● **Set tasks**
- a) List the three main cases that the tutorial on common MIR features says it will cover.
- b) Extend the tutorial on common MIR features by writing what comes after its last line of code.

● **Document extract**

+++

## Common Features in MIR

For MIR tasks we need to extract specific information out of scores or performances. 
Two of the most common representations are **note arrays** and **piano rolls**. Note that while in the literature, there is some overlap in the way that these terms are used.

Partitura provides convenience methods to extract these common features in a few lines!

In [None]:
import partitura
import numpy as np
import matplotlib.pyplot as plt

### Note Arrays

A **note array** is a 2D array in which each row represents a note in the score/performance and each column represents different attributes of the note.

In partitura, note arrays are [structured numpy arrays](https://numpy.org/devdocs/user/basics.rec.html), which are ndarrays in which each "column" has a name, and can be of different datatypes. 
This allows us to hold information that can be represented as integers (MIDI pitch/velocity), floating point numbers (e.g., onset time) or strings (e.g., note ids). 

In this tutorial we are going to cover 3 main cases

* Getting a note array from `Part` and `PerformedPart` objects
* Extra information and alternative ways to generate a note array
* Creating a custom note array from scratch from a `Part` object


#### 1. Getting a note array from `Part` and `PerformedPart` objects

##### Getting a note array from `Part` objects

In [None]:
# Note array from a score

# Path to the MusicXML file
score_fn = './data/musicxml/Chopin_op10_no3.musicxml'

# Load the score into a `Part` object
score_part = partitura.load_musicxml(score_fn)

+++

● **Stored rows**
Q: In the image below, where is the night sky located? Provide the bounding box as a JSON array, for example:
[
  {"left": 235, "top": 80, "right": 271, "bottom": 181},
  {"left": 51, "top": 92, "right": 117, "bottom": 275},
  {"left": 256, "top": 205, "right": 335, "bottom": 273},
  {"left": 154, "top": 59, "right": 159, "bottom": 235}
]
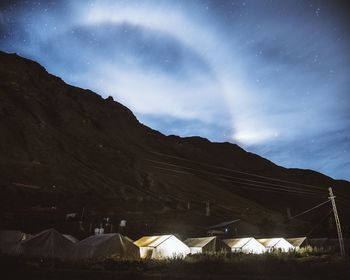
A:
[{"left": 0, "top": 0, "right": 350, "bottom": 179}]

+++

● **Results**
- a)
- Getting a note array from `Part` and `PerformedPart` objects
- Extra information and alternative ways to generate a note array
- Creating a custom note array from scratch from a `Part` object

- b)
# Get note array.
score_note_array = score_part.note_array

It is that easy!

By default, Partitura includes some of the most common note-level information in the note array:

In [None]:
print(score_note_array.dtype.names)

* `onset_beat` is the onset time in beats (as indicated by the time signature).
* `duration_beat` is the duration of the note in beats
* `onset_quarter` is the onset time of the note in quarters (independent of the time signature)
* `duration_quarter`is the duration of the note in quarters
* `onset_div` is the onset of the note in *divs*, which is generally a number that allows to represent the note position and duration losslessly with integers. 
* `duration_div` is the duration of the note in divs.
* `pitch` is the MIDI pitch (MIDI note number) of the note
* `voice` is the voice of the note (in polyphonic music, where there can be multiple notes at the same time)
* `id` is the note id (as appears in MusicXML or MEI formats)

In [None]:
# Lets see the first notes in this note array
print(score_note_array[:5])

#### Getting a note array from a  `PerformedPart`

In a similar way, we can obtain a note array from a MIDI file in a few lines

In [None]:
# Note array from a performance

# Path to the MIDI file
performance_fn = './data/midi/Chopin_op10_no3_p01.mid'

# Loading the file to a PerformedPart
performance_part = partitura.load_performance_midi(performance_fn)

# Get note array!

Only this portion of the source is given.